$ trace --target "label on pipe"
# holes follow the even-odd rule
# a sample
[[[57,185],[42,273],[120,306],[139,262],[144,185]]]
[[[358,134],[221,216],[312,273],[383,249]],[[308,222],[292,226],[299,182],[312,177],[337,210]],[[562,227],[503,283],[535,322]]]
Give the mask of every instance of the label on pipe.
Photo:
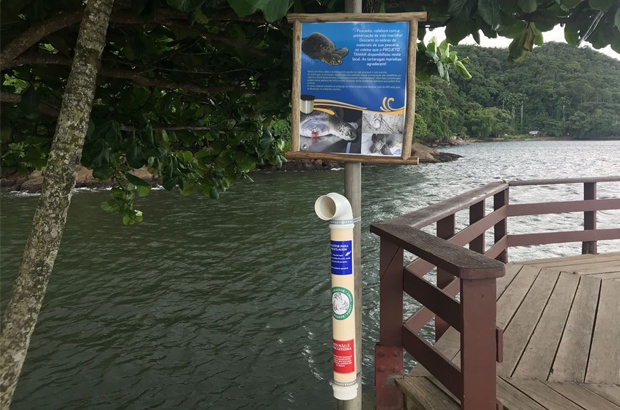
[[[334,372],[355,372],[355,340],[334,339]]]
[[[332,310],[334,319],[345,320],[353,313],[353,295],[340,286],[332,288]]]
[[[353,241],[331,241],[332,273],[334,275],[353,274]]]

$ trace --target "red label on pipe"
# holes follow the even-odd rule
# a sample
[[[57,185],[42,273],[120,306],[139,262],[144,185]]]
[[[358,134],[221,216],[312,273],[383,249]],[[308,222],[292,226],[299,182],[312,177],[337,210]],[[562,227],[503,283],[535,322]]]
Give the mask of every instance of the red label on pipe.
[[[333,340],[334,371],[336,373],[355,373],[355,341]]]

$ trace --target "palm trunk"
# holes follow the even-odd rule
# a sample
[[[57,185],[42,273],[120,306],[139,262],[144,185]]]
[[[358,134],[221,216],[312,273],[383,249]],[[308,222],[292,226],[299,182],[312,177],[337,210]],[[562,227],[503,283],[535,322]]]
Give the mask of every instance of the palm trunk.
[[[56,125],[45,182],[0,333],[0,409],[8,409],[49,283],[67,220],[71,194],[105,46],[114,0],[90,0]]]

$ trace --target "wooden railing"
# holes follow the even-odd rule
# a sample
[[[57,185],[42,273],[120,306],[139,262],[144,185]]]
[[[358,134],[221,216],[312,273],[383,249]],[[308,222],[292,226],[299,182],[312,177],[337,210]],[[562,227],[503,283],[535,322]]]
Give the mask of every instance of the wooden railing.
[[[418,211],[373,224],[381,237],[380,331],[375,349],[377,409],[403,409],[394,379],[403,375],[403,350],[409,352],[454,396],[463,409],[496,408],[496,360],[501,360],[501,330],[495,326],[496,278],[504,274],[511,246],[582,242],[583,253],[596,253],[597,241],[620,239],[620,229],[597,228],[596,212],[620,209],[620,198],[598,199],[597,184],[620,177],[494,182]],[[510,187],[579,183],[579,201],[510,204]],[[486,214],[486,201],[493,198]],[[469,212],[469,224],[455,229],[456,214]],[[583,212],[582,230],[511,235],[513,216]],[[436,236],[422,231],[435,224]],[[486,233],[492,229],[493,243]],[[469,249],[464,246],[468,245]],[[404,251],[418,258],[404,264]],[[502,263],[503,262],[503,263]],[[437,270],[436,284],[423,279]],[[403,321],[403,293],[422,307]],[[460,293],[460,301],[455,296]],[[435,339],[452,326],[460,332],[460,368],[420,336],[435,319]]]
########
Prompt: The records above are to be repeated word for word, with the pictures omitted.

Response for this exercise:
$ trace --target "label on pipe"
# holes follow the even-odd rule
# a sample
[[[57,185],[42,273],[120,306],[139,262],[144,185]]]
[[[358,134],[221,216],[312,273],[383,249]],[[308,222],[292,226],[299,182],[312,177],[337,210]],[[562,227],[503,283],[535,322]]]
Give the mask of every instance of the label on pipe.
Photo:
[[[334,372],[355,372],[355,340],[334,339]]]
[[[332,310],[334,319],[345,320],[353,313],[353,295],[340,286],[332,288]]]
[[[353,241],[331,241],[332,273],[334,275],[353,274]]]

$ trace --target "red label on pipe"
# holes follow the even-odd rule
# a sample
[[[57,185],[42,273],[120,306],[139,262],[144,185]]]
[[[358,134],[221,216],[312,273],[383,249]],[[308,222],[292,226],[299,182],[312,177],[337,210]],[[562,227],[503,283],[535,322]]]
Give the mask of every instance of the red label on pipe.
[[[333,340],[334,371],[336,373],[355,373],[355,341]]]

$ trace --target "palm trunk"
# holes follow the even-odd rule
# a sample
[[[57,185],[42,273],[120,306],[139,262],[144,185]]]
[[[358,134],[221,216],[312,273],[383,249]],[[308,222],[292,226],[299,182],[312,177],[337,210]],[[562,227],[503,283],[535,322]]]
Give the mask of every instance of the palm trunk.
[[[56,125],[45,182],[0,333],[0,409],[8,409],[49,283],[67,220],[71,194],[105,46],[114,0],[90,0]]]

$ trace --target "wooden railing"
# holes follow the even-odd rule
# a sample
[[[57,185],[42,273],[120,306],[139,262],[144,185]]]
[[[358,134],[221,216],[312,273],[383,249]],[[308,222],[292,226],[299,182],[312,177],[337,210]],[[562,227],[503,283],[535,322]]]
Give the mask of every instance of the wooden railing.
[[[418,211],[373,224],[381,237],[380,331],[375,349],[377,409],[403,409],[394,379],[403,375],[403,350],[409,352],[454,396],[463,409],[496,408],[496,360],[501,360],[501,330],[495,326],[496,278],[504,274],[511,246],[582,242],[583,253],[596,253],[597,241],[620,239],[620,229],[597,228],[596,212],[620,209],[620,198],[598,199],[597,184],[620,177],[494,182]],[[510,187],[579,183],[579,201],[510,204]],[[486,214],[486,201],[493,198]],[[469,212],[469,224],[455,229],[456,214]],[[583,212],[582,230],[511,235],[513,216]],[[436,236],[422,231],[435,224]],[[486,233],[492,229],[493,243]],[[469,249],[464,246],[468,245]],[[404,251],[418,258],[404,264]],[[502,263],[503,262],[503,263]],[[437,270],[436,284],[423,279]],[[403,321],[403,293],[422,307]],[[460,293],[460,301],[455,296]],[[435,339],[452,326],[460,332],[460,368],[420,336],[435,319]]]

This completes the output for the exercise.